▶ [Your instructions]
Rewrite the comments on the ASCII table, starting with "And 40h & 60h" and going on through "bit more sense.", with "ASCII" in place of every "ascii".
— BEGIN Page extract —
Any time you see \n represented as ^M, it's the same thing - 01101 (M) in the control (00) set is Carriage Return.

Likewise, when you realise that the relationship between upper-case and lower-case is just the same character from sets 10 & 11, it becomes obvious that you can, eg, translate upper case to lower case by just doing a bitwise or against 64 (0100000).

And 40h & 60h .. having a nice round number for the offset mostly just means you can 'read' ascii from binary by only paying attention to the last 5 bits. A is 1 (00001), Z is 26 (11010), leaving us something we can more comfortably manipulate in our heads.

I won't claim any of this is useful. But in the context of understanding why the ascii table looks the way it does, I do find four sets of 32 makes it much simpler in my head. I find it much easier to remember that A=65 (41h) and a=97 (61h) when I'm simply visualizing that A is the 1st character of the uppercase(40h) or lowercase(60h) set.

This single comment has cleared up so much magic voodoo. I feel like everything fell into place a little more cleanly, and that the world makes a little bit more sense.

Thank you!

I can't believe I've only just realised where the Control key gets its name from. Thank you!

The article linked mentions that the ctrl key (back then?) just clears the top 3 bits of the octet.

Awesome, yes this makes total sense. I'm glad I asked. Cheers.
— END Page extract —
— BEGIN Information provided —
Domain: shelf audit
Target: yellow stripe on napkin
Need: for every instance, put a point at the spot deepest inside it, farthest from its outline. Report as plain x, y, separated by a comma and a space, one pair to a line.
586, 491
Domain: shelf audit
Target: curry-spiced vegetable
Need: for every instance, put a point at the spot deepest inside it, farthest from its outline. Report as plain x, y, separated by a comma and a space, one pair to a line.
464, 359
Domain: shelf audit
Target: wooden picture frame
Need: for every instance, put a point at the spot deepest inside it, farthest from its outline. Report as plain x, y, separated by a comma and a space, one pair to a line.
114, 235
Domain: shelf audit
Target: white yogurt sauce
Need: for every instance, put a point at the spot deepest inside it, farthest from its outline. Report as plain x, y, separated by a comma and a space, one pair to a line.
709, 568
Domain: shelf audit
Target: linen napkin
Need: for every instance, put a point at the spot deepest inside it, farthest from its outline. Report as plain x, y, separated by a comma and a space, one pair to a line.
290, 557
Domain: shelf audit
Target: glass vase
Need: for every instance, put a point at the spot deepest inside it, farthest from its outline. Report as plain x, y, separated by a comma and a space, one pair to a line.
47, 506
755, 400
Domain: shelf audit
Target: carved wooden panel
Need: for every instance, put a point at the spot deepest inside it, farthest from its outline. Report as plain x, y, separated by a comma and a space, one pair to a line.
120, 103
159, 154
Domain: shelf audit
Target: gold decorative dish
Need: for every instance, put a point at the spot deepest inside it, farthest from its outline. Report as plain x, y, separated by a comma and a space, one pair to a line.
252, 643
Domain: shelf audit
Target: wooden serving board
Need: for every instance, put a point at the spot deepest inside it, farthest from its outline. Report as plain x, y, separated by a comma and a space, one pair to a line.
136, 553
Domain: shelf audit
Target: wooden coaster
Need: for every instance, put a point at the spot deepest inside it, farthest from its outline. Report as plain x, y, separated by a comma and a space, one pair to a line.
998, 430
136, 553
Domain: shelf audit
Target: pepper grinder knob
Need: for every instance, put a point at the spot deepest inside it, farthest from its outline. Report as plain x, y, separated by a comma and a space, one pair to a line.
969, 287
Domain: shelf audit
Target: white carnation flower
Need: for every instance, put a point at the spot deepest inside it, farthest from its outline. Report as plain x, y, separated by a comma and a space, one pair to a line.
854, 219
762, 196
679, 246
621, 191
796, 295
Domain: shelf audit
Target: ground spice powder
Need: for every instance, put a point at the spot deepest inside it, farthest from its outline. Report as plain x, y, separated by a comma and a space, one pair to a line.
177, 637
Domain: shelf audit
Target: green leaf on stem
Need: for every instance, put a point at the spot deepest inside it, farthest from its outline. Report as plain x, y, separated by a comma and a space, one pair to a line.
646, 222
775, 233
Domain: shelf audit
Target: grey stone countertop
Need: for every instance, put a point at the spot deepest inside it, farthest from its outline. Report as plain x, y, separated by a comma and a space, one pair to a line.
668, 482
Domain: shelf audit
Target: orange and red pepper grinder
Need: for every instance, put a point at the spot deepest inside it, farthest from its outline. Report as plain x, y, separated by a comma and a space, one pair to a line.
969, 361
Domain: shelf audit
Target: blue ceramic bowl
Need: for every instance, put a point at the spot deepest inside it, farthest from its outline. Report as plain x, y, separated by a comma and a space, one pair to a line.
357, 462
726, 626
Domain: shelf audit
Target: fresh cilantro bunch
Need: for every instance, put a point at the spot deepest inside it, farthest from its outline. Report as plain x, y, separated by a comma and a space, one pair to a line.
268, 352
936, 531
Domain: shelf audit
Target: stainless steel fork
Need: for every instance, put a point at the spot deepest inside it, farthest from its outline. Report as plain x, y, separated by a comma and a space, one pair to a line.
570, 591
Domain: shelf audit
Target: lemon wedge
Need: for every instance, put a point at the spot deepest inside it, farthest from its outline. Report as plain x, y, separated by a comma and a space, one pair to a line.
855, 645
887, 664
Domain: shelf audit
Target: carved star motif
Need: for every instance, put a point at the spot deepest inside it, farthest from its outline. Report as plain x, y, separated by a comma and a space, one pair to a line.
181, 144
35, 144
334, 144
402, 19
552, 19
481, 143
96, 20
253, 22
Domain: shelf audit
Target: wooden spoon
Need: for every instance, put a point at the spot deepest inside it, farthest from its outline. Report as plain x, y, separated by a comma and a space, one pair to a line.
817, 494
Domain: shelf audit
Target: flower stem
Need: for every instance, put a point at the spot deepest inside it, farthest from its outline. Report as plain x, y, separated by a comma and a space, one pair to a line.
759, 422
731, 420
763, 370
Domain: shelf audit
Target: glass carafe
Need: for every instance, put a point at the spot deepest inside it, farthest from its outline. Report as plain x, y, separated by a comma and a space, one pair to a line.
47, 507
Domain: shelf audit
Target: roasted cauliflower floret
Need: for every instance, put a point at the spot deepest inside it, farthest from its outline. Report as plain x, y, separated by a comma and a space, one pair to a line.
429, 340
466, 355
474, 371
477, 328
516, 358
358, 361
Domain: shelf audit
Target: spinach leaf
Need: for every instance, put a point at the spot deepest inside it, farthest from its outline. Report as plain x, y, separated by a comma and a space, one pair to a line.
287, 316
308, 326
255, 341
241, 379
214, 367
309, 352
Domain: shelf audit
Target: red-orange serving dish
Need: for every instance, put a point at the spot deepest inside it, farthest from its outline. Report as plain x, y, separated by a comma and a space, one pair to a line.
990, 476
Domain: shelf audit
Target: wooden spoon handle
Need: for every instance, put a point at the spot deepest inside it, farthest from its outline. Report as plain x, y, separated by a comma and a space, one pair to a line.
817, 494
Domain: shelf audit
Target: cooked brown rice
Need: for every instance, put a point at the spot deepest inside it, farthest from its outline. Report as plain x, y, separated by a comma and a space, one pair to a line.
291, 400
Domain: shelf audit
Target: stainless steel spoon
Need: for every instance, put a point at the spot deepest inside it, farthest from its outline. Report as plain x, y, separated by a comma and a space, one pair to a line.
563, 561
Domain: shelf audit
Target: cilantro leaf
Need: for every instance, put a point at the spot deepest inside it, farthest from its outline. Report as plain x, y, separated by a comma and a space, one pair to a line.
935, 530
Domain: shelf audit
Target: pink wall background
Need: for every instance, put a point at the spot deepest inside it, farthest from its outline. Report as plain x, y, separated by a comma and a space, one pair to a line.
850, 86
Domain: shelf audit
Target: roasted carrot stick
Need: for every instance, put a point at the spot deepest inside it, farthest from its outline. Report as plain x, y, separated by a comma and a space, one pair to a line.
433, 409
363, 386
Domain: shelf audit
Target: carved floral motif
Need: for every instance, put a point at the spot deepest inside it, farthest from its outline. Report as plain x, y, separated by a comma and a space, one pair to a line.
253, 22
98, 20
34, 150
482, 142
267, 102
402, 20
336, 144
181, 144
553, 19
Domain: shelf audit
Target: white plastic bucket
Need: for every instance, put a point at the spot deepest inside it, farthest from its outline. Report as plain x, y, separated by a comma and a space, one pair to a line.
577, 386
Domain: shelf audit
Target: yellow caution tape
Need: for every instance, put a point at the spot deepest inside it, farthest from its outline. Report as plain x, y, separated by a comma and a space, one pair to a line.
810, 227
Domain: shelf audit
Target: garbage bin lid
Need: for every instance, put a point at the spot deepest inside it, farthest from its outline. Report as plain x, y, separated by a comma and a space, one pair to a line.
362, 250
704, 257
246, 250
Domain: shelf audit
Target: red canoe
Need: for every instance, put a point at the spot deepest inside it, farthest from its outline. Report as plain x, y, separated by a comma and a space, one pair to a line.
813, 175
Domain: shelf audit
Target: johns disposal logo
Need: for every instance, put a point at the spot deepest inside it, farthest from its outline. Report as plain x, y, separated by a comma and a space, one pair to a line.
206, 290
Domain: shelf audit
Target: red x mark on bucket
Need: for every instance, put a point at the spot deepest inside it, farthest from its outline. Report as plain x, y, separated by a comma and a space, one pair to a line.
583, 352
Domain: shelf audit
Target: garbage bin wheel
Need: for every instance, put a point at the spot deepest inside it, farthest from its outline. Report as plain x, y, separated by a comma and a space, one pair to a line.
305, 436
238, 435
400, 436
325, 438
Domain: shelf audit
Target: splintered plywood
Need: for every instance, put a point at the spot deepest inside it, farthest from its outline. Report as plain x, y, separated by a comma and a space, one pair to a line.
— END Information provided —
▶ [Reply to the exercise]
And 40h & 60h .. having a nice round number for the offset mostly just means you can 'read' ASCII from binary by only paying attention to the last 5 bits. A is 1 (00001), Z is 26 (11010), leaving us something we can more comfortably manipulate in our heads.

I won't claim any of this is useful. But in the context of understanding why the ASCII table looks the way it does, I do find four sets of 32 makes it much simpler in my head. I find it much easier to remember that A=65 (41h) and a=97 (61h) when I'm simply visualizing that A is the 1st character of the uppercase(40h) or lowercase(60h) set.

This single comment has cleared up so much magic voodoo. I feel like everything fell into place a little more cleanly, and that the world makes a little bit more sense.